#### Directions:
Give only the number of lines in the records below that contain the string "background". Matching is case-sensitive.

[Position identification records]
━━━━━━

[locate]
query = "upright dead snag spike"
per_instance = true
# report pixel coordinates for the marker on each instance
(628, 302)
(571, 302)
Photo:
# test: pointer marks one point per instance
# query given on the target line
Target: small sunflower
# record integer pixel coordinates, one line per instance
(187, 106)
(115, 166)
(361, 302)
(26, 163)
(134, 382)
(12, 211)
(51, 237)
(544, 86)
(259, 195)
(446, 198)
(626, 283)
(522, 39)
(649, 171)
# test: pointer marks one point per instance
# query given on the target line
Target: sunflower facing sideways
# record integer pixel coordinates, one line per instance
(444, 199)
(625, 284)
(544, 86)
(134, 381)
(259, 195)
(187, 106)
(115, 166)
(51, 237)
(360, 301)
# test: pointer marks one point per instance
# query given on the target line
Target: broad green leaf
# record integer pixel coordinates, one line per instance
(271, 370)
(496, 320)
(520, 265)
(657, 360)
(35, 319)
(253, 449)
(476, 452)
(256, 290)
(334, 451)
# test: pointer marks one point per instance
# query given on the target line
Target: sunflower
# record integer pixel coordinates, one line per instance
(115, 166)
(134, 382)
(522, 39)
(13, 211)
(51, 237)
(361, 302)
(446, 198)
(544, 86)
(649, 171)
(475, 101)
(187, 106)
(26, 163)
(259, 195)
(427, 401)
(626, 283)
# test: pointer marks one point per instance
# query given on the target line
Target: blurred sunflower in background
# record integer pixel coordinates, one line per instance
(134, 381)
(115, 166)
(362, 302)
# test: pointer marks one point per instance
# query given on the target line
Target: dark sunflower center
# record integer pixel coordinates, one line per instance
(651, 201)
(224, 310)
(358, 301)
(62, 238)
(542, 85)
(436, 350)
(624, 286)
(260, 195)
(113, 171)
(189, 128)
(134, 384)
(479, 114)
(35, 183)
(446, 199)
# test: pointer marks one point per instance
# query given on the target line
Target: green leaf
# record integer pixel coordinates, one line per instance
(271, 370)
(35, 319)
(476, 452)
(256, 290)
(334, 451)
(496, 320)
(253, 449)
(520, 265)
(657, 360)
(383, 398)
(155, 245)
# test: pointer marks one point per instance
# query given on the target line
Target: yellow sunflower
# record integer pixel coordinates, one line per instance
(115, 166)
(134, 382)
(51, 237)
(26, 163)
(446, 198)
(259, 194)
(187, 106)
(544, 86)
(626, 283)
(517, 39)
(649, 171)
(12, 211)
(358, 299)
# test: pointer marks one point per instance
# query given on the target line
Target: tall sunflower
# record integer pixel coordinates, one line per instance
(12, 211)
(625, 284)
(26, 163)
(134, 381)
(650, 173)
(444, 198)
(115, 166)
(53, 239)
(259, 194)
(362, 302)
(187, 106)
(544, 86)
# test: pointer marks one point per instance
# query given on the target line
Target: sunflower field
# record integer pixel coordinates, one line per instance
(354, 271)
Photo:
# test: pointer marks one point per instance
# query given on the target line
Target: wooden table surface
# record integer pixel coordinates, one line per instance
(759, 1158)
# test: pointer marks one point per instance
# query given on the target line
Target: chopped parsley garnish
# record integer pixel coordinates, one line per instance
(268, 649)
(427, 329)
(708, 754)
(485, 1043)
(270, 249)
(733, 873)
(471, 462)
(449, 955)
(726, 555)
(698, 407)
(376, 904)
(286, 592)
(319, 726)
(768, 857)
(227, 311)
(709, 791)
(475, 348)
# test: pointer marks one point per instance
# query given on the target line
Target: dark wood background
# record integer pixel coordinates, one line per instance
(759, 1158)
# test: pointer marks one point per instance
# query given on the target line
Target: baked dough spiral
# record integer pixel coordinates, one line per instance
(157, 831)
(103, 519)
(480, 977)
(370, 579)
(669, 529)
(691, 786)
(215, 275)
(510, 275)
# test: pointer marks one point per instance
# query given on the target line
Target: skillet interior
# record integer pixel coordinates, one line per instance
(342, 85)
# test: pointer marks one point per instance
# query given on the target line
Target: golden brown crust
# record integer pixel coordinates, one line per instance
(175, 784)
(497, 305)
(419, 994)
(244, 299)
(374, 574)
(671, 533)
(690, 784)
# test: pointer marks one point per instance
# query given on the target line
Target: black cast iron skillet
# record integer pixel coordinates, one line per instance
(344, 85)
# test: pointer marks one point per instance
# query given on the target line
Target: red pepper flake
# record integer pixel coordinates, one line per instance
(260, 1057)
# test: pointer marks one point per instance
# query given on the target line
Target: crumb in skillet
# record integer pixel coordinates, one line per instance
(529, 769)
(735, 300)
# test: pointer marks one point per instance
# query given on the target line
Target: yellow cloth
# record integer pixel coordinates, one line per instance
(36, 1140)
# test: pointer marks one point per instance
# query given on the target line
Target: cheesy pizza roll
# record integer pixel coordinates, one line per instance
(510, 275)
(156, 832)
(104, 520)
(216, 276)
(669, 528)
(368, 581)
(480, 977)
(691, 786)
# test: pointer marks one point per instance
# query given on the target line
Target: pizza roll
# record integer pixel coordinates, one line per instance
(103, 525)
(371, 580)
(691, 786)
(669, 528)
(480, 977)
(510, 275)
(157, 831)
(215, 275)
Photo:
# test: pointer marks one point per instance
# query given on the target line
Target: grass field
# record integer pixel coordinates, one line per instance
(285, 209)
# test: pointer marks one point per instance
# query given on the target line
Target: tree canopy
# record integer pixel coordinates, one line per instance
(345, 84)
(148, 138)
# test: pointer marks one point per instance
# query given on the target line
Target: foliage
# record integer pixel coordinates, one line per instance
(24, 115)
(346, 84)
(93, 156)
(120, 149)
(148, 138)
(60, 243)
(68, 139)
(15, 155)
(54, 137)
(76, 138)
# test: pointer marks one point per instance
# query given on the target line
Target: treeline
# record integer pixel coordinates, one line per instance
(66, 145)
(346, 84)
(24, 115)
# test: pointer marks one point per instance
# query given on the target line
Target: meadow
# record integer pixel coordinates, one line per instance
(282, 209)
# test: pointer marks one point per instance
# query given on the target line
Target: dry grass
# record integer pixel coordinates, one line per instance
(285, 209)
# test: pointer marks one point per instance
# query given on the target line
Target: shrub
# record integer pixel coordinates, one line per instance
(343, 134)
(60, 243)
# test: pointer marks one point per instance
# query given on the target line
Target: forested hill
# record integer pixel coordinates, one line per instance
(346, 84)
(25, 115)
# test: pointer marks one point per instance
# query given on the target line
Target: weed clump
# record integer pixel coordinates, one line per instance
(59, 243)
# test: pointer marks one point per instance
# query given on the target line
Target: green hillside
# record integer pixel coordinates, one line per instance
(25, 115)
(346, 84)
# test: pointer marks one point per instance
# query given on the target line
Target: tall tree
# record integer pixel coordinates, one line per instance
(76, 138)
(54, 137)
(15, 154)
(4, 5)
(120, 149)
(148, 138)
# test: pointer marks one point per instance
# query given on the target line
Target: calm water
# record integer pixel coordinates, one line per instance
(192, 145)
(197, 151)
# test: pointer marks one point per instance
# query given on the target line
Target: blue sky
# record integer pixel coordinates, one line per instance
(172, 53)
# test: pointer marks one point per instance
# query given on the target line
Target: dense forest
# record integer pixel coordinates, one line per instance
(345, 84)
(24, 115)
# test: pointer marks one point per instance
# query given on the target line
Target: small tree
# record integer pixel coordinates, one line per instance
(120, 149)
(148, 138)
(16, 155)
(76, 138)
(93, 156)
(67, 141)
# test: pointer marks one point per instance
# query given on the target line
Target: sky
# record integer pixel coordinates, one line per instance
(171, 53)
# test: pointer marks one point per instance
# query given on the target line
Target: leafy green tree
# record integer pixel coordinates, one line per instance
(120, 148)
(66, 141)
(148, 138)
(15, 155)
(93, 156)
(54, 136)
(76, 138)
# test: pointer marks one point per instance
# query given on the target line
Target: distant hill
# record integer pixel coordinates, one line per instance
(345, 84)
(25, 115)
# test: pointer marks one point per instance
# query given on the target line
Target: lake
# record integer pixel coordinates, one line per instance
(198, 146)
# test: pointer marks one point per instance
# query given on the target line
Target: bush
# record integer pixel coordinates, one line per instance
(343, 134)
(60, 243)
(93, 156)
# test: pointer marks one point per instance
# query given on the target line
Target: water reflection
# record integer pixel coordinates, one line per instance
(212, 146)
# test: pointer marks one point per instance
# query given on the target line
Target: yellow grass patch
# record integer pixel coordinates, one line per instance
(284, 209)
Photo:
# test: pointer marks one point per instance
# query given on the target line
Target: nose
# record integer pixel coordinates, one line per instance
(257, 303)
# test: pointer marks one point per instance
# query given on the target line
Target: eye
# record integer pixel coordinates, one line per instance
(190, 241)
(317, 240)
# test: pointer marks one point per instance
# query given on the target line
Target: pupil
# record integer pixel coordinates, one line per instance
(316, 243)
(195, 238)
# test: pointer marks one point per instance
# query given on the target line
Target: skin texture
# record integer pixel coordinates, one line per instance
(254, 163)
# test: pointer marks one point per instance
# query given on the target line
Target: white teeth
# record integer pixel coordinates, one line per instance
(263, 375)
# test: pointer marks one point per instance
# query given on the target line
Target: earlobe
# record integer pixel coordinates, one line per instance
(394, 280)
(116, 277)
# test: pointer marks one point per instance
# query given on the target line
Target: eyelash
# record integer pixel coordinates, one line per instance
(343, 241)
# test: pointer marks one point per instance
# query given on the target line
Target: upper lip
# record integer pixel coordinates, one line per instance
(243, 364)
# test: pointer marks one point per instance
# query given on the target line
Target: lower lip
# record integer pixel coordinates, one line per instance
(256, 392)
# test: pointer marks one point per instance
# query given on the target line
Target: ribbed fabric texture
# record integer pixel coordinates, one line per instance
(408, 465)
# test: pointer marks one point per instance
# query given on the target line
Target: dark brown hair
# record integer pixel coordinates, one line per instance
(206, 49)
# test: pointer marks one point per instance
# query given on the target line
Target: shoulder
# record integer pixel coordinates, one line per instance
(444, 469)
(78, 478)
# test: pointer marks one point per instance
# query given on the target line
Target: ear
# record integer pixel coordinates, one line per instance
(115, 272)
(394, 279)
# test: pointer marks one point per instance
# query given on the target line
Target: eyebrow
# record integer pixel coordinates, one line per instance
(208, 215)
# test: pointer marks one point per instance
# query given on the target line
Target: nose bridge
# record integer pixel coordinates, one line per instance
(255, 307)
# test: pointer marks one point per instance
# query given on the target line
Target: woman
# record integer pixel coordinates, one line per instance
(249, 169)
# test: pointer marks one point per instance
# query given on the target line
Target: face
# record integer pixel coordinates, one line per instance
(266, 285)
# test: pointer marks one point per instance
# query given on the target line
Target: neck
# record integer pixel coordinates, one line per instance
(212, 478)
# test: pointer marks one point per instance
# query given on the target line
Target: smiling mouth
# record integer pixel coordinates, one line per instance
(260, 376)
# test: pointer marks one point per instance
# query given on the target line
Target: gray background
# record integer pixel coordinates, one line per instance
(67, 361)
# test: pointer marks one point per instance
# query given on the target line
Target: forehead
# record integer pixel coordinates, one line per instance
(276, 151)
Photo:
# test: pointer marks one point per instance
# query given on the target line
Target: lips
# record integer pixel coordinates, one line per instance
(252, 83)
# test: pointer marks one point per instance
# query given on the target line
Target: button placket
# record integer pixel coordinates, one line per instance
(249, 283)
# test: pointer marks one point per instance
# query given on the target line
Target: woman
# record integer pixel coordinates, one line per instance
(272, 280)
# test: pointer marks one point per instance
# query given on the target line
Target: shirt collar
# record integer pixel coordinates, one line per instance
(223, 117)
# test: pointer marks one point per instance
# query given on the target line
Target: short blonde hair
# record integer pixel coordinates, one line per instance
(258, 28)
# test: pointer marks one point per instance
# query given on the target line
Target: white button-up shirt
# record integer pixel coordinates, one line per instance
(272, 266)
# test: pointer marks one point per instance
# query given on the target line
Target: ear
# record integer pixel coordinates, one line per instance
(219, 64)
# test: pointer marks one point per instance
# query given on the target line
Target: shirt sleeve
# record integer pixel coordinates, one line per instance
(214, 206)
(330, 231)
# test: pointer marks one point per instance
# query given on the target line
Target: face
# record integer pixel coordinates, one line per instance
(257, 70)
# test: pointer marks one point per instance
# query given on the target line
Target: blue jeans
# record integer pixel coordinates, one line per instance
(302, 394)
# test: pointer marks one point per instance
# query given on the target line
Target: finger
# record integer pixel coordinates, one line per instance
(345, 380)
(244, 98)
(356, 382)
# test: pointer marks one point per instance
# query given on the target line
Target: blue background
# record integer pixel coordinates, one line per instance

━━━━━━

#### Completed exercise:
4